_THE REQUEST_
Copy the rows from the line containing "In this exercise you will label every instance of the front" through the line containing "x=450, y=145", swapping "door handle" for "door latch" and changing nothing else. Output only those rows.

_ENTRIES SHOWN_

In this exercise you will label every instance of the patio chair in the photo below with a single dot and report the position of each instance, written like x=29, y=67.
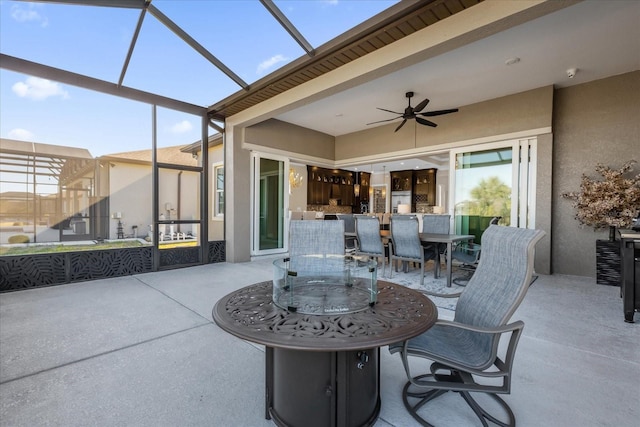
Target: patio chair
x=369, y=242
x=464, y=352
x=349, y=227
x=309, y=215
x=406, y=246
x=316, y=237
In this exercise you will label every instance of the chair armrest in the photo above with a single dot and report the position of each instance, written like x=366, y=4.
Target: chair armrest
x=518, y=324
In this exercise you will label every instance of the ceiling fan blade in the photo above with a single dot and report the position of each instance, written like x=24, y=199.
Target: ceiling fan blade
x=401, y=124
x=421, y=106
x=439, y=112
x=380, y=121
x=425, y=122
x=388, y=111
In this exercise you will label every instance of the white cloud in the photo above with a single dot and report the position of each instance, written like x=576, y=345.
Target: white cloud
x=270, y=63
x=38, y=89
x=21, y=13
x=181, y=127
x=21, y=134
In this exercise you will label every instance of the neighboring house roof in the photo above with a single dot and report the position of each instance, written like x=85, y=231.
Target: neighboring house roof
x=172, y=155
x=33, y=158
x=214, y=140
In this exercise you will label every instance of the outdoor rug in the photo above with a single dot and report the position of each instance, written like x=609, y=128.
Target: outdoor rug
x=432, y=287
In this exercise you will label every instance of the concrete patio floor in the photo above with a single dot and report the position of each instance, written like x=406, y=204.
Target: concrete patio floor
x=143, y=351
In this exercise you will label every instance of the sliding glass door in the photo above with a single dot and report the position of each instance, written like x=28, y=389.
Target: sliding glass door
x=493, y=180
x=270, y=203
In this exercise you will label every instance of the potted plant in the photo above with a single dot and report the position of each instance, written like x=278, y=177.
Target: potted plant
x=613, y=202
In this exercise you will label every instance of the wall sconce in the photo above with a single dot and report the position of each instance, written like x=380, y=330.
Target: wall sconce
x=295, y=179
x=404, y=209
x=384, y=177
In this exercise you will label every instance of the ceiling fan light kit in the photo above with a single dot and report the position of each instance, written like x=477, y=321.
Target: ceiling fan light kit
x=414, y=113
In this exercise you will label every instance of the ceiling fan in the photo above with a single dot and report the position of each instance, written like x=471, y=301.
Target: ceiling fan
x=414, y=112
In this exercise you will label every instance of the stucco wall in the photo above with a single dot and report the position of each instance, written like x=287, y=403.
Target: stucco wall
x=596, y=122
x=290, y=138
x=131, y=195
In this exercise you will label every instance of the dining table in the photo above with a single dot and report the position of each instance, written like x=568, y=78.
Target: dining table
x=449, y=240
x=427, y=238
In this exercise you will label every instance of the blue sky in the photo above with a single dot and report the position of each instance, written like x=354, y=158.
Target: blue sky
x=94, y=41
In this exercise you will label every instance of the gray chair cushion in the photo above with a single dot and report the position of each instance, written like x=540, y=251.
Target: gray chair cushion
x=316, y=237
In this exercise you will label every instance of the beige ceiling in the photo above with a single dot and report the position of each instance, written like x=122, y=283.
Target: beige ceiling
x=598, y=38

==

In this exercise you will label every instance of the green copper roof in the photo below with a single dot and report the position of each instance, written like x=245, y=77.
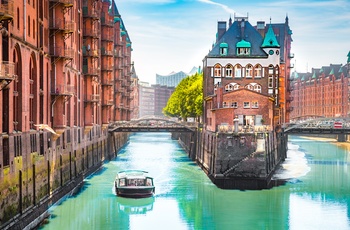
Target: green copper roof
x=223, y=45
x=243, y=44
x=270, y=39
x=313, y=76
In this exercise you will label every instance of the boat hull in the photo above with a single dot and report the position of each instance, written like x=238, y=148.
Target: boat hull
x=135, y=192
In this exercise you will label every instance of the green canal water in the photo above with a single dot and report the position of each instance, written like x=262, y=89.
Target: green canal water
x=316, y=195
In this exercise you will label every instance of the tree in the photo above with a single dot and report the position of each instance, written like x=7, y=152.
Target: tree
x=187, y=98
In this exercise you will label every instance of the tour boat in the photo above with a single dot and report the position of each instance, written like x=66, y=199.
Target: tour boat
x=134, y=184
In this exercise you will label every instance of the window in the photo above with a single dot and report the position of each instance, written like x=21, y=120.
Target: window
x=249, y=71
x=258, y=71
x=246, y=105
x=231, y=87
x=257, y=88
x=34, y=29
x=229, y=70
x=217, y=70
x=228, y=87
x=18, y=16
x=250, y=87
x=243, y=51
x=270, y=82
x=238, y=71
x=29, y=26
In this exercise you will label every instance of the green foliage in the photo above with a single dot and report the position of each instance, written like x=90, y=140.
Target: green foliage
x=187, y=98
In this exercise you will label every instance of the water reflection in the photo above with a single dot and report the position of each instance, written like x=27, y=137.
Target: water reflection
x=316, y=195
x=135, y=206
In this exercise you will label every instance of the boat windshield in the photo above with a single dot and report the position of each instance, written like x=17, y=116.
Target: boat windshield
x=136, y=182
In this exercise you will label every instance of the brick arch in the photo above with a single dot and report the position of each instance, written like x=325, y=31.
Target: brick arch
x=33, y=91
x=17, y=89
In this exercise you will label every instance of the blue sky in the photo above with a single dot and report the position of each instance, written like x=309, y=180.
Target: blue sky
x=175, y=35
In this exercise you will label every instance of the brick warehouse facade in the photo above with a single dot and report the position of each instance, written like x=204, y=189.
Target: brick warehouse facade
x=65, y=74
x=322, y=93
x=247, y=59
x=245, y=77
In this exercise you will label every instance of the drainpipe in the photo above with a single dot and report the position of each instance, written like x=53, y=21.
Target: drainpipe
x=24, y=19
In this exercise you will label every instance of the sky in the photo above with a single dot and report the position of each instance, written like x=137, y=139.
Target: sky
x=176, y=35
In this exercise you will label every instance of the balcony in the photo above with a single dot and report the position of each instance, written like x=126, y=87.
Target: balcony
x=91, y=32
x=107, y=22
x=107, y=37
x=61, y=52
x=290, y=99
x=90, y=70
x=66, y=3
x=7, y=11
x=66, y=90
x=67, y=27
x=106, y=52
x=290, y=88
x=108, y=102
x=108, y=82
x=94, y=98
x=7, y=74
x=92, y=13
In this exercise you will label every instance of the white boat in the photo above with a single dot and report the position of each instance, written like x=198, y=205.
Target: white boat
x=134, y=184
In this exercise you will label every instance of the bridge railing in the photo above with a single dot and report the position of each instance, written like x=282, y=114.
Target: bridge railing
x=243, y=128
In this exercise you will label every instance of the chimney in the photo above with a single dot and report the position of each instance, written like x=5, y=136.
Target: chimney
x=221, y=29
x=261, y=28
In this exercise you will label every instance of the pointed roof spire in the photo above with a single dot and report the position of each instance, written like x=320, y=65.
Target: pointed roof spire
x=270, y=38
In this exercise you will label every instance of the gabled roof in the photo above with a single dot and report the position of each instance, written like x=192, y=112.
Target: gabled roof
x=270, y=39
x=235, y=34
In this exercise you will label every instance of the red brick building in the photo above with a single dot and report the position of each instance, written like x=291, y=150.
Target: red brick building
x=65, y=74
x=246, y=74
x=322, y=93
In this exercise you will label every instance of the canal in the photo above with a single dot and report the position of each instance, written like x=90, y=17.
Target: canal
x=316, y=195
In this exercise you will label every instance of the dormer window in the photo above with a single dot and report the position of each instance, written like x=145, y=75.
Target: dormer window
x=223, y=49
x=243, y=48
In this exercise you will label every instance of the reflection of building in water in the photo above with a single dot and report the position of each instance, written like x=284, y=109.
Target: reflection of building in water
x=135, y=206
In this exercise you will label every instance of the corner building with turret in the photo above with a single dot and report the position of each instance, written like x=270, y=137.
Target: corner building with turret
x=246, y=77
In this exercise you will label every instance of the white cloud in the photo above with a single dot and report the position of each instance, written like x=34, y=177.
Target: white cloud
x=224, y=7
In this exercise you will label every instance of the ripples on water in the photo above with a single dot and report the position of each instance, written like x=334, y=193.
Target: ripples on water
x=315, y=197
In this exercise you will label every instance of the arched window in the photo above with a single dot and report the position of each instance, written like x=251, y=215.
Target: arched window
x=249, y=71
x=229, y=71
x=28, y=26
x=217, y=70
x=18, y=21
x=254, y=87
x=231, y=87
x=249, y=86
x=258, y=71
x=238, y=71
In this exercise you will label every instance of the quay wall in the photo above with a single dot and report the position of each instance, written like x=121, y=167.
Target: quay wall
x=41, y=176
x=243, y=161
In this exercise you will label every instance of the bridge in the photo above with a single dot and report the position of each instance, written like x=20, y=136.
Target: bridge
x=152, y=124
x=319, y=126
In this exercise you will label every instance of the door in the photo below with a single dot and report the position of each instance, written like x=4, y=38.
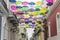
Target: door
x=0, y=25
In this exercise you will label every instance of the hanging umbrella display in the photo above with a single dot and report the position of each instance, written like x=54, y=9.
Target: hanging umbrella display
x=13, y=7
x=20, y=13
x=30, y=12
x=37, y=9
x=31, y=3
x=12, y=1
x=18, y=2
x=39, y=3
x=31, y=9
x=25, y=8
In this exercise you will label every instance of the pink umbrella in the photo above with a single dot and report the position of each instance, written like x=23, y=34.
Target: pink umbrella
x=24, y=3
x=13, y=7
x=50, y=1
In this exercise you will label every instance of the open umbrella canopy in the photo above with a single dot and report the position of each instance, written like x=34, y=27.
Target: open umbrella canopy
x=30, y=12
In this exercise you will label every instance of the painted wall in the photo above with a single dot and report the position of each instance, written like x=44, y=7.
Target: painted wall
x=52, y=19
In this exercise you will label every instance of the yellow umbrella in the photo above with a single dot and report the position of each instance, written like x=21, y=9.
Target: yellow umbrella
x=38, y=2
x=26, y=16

...

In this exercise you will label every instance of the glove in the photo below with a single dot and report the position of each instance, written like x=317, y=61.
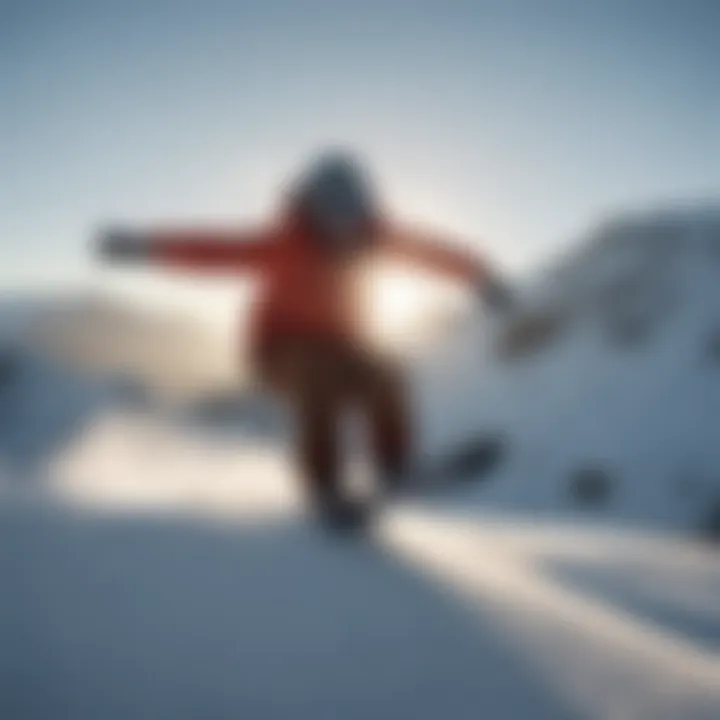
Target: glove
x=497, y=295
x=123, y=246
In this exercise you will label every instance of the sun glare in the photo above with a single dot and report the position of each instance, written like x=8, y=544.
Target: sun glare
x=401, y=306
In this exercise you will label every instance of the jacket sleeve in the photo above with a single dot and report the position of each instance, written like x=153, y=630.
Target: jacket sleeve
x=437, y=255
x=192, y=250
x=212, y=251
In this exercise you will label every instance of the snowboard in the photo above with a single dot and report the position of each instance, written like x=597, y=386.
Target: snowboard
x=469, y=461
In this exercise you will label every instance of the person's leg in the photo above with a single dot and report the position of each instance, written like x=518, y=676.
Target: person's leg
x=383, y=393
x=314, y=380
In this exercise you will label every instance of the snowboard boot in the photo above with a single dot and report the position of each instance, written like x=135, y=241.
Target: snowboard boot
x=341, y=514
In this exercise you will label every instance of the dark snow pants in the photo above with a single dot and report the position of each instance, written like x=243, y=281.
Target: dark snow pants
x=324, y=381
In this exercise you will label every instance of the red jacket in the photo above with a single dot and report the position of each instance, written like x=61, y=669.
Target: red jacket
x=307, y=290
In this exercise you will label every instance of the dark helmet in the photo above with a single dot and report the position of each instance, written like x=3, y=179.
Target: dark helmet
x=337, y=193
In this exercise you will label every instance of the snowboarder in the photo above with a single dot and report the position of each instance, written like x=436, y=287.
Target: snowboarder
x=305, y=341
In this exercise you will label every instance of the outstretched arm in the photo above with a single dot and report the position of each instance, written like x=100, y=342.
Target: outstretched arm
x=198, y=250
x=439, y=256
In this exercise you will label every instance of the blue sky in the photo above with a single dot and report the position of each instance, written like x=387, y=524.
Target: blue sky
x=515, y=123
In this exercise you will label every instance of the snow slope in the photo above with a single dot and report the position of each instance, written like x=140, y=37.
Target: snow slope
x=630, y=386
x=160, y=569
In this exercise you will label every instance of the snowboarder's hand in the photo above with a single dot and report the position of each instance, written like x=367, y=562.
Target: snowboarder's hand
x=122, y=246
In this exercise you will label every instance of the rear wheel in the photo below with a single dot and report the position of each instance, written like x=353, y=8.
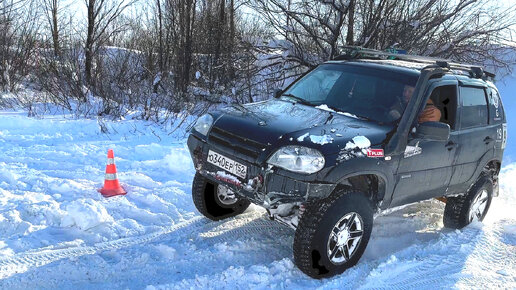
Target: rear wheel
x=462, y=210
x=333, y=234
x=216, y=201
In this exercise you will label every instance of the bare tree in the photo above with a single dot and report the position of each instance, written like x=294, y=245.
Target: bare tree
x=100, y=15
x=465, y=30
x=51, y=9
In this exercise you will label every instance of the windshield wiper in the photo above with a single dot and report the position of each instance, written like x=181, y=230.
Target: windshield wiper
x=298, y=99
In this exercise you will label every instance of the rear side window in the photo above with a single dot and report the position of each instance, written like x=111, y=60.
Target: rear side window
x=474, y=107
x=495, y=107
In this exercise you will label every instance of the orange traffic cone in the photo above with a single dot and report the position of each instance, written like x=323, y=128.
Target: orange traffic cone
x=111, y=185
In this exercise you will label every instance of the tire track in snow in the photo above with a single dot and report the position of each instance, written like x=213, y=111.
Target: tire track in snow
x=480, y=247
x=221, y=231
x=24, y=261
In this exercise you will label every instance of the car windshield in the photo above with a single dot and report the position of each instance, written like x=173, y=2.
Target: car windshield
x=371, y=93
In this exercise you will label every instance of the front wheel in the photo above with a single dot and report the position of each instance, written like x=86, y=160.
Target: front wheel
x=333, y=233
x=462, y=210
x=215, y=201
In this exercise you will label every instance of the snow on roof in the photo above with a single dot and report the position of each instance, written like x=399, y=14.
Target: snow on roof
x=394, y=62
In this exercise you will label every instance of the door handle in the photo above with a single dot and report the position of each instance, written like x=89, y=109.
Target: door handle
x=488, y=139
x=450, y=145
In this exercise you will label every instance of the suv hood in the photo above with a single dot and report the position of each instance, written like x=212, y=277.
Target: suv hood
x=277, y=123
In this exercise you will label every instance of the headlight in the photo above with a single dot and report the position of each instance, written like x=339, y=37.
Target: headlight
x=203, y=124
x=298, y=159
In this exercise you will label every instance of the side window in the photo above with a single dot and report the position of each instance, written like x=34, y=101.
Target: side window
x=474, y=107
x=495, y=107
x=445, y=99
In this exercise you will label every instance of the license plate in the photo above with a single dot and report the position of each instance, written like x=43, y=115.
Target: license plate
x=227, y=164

_IN RESPONSE_
In this exercise you will label every instance of the front wheel in the photo above with a single dot and report the position of each instance, written like x=86, y=160.
Target: front wheel
x=333, y=233
x=462, y=210
x=215, y=201
In this exercise you will label every instance of the snow on roof in the photo above with a single dot and report the position of each instance, written like x=399, y=14.
Target: snow on roof
x=394, y=62
In this exercise you will label every instance of the door latch in the photo above with a single dot and report the position of each instance, written like x=89, y=109.
Target: door latch
x=488, y=139
x=450, y=145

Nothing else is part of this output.